- **What to do**
Please write out exactly the lines that begin at the line containing "like [836, 203]." and run to the end of the records.

- **Supplied data**
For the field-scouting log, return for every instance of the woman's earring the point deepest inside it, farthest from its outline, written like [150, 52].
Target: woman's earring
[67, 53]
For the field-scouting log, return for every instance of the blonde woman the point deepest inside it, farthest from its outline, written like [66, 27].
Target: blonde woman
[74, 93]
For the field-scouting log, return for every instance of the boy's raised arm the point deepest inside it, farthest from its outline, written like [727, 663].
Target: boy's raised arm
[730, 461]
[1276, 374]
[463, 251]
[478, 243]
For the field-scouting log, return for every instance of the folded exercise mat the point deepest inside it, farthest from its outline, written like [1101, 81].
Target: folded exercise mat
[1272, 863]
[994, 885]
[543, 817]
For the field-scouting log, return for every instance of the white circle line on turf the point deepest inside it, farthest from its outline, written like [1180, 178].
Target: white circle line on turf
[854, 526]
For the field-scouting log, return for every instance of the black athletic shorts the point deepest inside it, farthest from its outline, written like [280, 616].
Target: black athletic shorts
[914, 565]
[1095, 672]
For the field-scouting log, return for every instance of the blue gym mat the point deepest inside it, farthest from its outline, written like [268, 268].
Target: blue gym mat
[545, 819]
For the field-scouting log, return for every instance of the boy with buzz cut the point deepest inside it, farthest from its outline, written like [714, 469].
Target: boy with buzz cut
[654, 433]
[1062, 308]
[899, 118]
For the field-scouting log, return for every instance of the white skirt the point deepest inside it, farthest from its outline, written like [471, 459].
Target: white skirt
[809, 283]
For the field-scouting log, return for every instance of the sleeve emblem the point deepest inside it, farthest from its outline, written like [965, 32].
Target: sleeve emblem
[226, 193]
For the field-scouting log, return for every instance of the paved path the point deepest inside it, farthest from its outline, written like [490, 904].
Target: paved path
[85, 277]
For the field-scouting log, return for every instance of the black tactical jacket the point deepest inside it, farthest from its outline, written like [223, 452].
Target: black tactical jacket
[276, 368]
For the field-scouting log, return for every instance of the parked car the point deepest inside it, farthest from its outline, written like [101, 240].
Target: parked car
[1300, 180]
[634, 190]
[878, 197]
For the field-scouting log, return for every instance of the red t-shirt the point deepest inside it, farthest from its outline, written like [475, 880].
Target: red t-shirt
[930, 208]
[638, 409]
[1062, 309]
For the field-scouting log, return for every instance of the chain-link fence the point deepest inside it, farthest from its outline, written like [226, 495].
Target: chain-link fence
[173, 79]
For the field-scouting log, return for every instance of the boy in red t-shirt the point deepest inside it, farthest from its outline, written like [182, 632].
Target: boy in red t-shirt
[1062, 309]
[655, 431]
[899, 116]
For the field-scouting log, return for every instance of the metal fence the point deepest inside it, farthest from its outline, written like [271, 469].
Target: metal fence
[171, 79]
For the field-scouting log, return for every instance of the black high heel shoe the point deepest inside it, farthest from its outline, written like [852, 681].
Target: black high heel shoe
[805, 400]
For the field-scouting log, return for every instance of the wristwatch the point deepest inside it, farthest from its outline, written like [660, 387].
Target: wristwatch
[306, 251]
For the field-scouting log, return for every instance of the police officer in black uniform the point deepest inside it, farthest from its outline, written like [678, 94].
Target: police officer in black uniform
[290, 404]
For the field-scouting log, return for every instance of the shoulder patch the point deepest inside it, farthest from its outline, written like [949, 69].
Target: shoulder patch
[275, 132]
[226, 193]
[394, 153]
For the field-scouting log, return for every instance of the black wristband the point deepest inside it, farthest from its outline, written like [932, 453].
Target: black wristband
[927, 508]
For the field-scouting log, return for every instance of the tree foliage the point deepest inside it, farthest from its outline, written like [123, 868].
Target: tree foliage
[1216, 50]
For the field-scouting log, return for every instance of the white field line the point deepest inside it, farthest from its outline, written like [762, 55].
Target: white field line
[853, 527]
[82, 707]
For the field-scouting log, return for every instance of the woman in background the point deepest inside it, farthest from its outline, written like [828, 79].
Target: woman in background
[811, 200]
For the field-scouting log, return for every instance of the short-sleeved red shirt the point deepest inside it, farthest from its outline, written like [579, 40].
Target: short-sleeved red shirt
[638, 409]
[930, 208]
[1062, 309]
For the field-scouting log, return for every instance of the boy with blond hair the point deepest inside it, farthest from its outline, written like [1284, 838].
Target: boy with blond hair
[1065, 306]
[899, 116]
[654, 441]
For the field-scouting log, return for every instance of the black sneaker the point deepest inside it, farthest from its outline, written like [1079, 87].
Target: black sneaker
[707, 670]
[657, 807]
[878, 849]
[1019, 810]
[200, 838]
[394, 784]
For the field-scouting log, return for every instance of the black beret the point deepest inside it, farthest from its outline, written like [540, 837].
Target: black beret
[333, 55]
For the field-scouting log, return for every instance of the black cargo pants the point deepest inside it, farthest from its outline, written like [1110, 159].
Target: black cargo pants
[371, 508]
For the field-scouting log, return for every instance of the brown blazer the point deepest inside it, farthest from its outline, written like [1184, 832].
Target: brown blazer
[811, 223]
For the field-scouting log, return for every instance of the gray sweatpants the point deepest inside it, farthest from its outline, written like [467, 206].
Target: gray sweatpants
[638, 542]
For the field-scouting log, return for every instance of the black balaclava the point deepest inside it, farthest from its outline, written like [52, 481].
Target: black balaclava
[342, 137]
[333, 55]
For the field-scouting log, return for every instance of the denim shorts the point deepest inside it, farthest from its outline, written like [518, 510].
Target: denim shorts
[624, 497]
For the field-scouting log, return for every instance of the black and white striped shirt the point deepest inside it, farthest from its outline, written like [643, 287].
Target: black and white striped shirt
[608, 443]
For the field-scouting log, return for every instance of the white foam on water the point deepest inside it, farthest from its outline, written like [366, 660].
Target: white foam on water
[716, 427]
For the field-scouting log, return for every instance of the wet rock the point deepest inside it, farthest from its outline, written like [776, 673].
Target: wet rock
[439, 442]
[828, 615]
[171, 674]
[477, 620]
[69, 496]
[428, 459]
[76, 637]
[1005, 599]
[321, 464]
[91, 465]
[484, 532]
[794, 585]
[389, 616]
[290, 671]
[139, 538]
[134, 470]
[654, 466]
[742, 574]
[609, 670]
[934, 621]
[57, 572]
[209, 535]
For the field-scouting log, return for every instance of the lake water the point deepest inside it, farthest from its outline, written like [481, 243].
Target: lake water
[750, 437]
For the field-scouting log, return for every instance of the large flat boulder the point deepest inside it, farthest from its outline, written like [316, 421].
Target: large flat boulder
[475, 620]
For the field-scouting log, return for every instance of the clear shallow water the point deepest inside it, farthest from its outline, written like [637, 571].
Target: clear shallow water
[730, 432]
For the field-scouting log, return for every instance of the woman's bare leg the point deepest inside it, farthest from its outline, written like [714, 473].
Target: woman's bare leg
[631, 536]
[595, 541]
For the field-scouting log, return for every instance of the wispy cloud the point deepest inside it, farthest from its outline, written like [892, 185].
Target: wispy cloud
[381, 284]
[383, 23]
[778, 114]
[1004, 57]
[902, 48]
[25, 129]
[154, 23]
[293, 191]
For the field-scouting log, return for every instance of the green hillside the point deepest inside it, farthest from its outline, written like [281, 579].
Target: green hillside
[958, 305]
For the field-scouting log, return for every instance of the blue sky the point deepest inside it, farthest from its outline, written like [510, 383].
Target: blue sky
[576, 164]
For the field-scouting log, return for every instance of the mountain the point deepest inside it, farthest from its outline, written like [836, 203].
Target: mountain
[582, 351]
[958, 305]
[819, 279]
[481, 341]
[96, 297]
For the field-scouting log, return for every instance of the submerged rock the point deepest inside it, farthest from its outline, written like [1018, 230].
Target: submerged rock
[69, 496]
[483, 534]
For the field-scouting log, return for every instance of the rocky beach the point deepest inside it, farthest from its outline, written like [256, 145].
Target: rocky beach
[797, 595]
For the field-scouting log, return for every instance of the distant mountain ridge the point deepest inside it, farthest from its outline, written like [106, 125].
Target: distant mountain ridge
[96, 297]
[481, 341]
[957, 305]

- **Answer to the exercise**
For the field-scouting log, return for every instance of the mountain the point deepest inside it, farthest from its outline, written like [836, 203].
Target: mountain
[582, 351]
[958, 305]
[819, 279]
[481, 341]
[96, 297]
For the field-scouting log, return for every instance of the submerged rock the point deepest inside it, farthest from its outline, written like [1018, 230].
Target: submerged rock
[69, 496]
[483, 534]
For the field-scouting log, return for every instance of the rocky beach the point deepest inside it, farthest from its outline, written like [256, 145].
Target: rocky beach
[797, 595]
For the field-scouting log, return for every instance of the distant mountain ridge the point deepest inside it, farthest from its outline, written like [106, 125].
Target: distant mountain ridge
[96, 297]
[481, 341]
[957, 305]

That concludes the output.